Task description: Scan the records below. Copy every line in which the word "dark" appears.
=====
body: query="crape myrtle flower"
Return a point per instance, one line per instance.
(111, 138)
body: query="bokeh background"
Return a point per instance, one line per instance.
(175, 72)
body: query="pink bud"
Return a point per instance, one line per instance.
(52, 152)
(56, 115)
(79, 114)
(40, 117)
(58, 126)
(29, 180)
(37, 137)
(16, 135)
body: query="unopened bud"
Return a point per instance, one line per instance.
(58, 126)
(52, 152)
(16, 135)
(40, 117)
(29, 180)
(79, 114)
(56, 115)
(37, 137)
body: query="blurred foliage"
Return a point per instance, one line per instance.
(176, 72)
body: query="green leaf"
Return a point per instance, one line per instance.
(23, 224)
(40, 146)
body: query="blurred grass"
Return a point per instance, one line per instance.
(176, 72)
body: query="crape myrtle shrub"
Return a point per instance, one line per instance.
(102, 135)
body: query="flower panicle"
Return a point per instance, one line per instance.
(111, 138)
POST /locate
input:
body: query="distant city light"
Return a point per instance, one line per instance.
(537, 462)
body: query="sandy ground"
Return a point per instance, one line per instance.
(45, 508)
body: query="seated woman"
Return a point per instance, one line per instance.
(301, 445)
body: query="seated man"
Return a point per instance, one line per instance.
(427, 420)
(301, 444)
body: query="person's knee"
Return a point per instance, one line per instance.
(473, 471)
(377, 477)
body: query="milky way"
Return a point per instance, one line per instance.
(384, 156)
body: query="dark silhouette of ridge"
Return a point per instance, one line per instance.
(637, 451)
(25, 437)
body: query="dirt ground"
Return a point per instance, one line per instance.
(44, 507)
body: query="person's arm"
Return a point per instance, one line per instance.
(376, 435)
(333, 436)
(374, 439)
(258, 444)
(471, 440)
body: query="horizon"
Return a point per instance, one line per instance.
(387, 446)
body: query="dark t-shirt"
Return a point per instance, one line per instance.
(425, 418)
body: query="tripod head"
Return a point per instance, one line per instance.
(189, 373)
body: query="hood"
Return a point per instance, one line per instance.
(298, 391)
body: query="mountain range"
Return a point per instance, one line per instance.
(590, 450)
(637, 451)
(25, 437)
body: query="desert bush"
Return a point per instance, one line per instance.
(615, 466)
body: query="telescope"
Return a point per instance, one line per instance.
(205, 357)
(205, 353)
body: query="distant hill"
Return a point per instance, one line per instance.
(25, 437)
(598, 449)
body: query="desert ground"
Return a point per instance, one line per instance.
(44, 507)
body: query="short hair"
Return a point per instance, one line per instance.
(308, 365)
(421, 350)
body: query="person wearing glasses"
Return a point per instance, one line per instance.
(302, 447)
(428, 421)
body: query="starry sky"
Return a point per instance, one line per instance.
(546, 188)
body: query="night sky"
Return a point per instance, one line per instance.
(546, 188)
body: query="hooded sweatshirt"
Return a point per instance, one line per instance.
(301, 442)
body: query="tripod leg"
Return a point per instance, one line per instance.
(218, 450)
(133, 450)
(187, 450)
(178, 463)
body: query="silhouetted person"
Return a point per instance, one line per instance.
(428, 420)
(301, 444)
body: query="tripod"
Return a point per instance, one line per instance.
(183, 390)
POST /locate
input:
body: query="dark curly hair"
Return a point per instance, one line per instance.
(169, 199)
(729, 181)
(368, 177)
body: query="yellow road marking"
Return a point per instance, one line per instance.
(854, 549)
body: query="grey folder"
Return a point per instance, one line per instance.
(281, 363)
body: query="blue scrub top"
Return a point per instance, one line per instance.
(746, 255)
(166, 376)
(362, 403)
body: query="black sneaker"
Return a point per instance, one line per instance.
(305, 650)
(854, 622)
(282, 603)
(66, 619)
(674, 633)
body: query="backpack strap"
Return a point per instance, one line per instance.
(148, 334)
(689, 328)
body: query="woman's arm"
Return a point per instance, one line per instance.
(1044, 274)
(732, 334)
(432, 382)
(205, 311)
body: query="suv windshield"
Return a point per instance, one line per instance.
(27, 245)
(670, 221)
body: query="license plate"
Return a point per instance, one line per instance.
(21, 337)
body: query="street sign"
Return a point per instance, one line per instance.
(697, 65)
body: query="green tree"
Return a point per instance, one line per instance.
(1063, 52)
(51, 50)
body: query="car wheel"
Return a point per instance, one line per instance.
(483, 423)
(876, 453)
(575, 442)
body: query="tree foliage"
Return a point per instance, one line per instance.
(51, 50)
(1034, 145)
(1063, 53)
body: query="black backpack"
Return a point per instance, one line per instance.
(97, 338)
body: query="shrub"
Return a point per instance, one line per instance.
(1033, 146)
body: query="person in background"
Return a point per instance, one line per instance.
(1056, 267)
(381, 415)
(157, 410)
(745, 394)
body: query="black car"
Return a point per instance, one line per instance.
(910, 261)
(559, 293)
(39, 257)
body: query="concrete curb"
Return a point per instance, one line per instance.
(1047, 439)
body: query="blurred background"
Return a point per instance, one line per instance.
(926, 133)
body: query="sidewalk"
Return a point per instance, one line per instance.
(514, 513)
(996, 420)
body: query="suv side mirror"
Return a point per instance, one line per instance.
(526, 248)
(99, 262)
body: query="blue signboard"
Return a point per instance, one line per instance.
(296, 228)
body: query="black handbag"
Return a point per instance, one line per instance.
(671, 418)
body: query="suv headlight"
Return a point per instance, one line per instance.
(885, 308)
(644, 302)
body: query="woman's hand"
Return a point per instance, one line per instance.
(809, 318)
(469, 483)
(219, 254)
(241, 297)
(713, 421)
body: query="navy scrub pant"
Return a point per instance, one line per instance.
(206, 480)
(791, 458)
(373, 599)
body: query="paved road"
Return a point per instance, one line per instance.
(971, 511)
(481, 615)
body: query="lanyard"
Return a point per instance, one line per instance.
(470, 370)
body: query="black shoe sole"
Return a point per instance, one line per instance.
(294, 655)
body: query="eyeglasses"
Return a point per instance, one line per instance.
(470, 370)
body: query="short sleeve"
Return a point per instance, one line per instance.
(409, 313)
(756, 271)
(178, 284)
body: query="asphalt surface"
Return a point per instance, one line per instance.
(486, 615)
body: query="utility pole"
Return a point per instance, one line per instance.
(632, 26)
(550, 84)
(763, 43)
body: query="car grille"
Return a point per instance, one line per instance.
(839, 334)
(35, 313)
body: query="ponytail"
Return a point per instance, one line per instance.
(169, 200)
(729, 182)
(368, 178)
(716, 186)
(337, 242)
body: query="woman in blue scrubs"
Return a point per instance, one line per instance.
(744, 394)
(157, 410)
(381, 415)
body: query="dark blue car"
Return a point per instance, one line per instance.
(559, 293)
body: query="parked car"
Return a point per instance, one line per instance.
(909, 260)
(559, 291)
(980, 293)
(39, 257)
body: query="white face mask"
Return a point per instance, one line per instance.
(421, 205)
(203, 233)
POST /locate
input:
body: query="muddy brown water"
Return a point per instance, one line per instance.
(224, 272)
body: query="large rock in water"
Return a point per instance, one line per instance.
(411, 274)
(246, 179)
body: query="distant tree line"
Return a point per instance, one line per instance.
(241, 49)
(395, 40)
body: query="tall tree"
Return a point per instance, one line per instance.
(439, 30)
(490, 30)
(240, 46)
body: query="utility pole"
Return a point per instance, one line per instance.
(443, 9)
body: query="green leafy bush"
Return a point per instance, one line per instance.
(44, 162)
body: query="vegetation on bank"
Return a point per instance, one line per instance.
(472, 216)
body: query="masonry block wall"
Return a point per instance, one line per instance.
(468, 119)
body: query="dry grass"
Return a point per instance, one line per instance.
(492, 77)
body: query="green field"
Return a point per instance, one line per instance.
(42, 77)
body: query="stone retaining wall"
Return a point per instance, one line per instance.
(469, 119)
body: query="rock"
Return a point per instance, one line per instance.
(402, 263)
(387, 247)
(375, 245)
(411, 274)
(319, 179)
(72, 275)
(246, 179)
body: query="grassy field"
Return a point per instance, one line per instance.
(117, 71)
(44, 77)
=====
Output of the task:
body: query="dark silhouette of ridge"
body: query="dark t-shirt"
body: query="dark curly hair"
body: query="dark blue car"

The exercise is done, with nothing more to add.